**Text extract:**
Blog entry for:

Fri, Feb 13, 2009 08:50:41 AM


ω i must learn to respond in a constructive way to the destructive influences …
posted: Fri, Feb 13, 2009 08:50:41 AM

 

...that sometimes arise in the fellowship. if i decide to be part of the solution instead of the problem, i am headed in the right direction. of course, whether or not i am part of the solution or the problem, is subject to interpretation. there may be some who will tell i am a dis-unifying force, because i will not bend to their particular vision, or manner of doing things, and there may be some who believe that everything i do ios part of the solution. i understand this, and know that the actual truth is somewhere in the middle. i also know that at times, i have and probably will be again a force that is part of the problem. i am after all only human, and my ideas, bizarre as they may seem to some, are just that ideas that have the right to see the light of day and not be dismissed like they are something from the pits of hell.
but enough about what others think, i am not quite a healthy as i may like to believe these days, if i give others that much power. so it goes.

**What is being asked:**
In the blog entry, where does the writer say the actual truth lies? These records come from a separate source.

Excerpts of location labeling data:
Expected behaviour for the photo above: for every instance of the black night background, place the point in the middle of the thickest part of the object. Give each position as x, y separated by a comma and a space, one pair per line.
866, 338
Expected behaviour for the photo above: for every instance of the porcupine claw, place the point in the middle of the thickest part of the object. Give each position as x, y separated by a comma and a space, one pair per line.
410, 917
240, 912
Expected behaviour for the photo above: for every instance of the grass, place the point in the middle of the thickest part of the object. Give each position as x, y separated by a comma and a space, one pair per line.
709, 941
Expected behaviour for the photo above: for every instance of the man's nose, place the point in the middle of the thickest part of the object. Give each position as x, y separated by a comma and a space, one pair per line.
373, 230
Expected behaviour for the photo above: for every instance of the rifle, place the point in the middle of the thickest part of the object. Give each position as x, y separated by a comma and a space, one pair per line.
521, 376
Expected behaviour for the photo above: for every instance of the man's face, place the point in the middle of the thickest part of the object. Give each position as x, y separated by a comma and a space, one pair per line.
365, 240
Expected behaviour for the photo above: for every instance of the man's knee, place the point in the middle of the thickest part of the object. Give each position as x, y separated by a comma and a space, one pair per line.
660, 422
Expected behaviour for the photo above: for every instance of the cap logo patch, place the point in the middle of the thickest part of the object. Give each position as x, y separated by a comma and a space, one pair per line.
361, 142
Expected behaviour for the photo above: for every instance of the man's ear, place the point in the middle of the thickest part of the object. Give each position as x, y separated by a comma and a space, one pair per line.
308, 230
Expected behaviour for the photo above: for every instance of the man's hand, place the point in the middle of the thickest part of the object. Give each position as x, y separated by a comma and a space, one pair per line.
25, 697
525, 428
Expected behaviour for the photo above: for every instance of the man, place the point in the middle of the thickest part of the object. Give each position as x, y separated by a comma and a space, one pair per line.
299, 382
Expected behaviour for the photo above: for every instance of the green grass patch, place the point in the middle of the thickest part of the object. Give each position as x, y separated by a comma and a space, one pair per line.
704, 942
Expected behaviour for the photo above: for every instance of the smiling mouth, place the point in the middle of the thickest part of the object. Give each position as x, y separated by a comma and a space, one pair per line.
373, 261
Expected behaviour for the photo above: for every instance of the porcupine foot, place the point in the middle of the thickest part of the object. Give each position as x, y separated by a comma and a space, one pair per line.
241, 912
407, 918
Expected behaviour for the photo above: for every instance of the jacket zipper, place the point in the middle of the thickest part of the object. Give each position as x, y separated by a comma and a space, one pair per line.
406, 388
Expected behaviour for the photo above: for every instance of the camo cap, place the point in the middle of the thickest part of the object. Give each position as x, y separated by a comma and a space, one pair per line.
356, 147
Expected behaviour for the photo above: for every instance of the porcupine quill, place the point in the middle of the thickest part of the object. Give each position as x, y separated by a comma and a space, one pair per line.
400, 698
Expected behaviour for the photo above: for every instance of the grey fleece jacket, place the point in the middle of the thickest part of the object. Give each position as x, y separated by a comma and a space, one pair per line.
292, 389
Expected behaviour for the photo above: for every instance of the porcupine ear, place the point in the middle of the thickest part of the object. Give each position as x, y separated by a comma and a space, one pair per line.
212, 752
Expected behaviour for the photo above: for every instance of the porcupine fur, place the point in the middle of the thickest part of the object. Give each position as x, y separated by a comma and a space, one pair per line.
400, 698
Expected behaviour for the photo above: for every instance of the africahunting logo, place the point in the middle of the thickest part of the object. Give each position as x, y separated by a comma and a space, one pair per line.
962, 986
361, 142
---
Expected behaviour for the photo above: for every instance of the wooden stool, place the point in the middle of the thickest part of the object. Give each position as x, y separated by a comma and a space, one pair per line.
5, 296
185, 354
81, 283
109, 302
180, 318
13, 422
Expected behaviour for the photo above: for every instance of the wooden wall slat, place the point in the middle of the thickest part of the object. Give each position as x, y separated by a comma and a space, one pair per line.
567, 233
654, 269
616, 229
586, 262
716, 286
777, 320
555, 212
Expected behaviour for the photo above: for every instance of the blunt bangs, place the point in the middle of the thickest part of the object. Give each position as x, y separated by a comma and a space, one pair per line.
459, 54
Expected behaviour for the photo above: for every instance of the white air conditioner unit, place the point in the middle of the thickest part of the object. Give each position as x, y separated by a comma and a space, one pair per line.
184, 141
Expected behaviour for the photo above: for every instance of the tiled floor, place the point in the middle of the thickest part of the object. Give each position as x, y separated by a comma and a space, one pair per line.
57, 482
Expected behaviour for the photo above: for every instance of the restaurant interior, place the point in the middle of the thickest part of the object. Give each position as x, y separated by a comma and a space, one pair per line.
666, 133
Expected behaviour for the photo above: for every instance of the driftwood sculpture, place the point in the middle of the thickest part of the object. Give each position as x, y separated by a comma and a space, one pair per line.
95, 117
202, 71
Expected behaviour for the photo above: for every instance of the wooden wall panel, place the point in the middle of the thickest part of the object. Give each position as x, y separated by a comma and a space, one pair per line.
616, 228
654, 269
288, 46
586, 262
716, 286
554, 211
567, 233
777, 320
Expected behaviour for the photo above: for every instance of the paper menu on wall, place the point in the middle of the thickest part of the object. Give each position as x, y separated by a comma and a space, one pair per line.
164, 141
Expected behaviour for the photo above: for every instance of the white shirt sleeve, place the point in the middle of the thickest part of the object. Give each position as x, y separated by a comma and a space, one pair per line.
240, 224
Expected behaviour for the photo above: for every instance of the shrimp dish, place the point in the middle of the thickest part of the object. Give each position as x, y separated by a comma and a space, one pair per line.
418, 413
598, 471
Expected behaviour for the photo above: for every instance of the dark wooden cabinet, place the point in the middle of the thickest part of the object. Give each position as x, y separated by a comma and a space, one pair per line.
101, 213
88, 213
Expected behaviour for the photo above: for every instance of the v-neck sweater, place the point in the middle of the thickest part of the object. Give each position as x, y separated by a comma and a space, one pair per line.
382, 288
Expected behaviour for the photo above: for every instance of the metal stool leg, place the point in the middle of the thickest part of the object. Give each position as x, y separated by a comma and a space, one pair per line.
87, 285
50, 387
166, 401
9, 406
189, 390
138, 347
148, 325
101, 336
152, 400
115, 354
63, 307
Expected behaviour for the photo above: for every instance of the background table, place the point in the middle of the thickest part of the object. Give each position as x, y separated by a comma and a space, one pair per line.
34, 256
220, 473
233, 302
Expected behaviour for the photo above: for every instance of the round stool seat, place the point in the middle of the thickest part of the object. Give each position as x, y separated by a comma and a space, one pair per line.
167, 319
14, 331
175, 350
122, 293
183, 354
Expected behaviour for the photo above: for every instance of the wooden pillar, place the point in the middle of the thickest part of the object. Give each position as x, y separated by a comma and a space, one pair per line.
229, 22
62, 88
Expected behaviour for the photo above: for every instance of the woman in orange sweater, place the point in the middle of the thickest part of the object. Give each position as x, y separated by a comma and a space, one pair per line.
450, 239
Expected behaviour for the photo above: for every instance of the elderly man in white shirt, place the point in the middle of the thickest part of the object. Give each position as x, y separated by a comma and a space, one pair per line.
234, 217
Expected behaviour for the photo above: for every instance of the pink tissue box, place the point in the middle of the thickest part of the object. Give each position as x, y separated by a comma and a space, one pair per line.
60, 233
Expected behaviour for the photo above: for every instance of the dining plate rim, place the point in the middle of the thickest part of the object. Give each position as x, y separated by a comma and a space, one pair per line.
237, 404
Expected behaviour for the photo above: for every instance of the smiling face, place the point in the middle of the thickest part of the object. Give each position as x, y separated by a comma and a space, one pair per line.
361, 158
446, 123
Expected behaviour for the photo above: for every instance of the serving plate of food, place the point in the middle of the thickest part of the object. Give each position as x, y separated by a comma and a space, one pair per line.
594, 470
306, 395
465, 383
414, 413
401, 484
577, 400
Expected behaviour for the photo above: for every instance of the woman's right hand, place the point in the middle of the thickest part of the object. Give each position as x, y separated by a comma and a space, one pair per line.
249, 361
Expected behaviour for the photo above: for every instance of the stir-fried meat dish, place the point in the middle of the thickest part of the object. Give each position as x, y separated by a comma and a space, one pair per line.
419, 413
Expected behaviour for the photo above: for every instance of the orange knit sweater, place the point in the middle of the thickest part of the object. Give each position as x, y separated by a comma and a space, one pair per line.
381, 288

**Solution to the problem:**
Somewhere in the middle.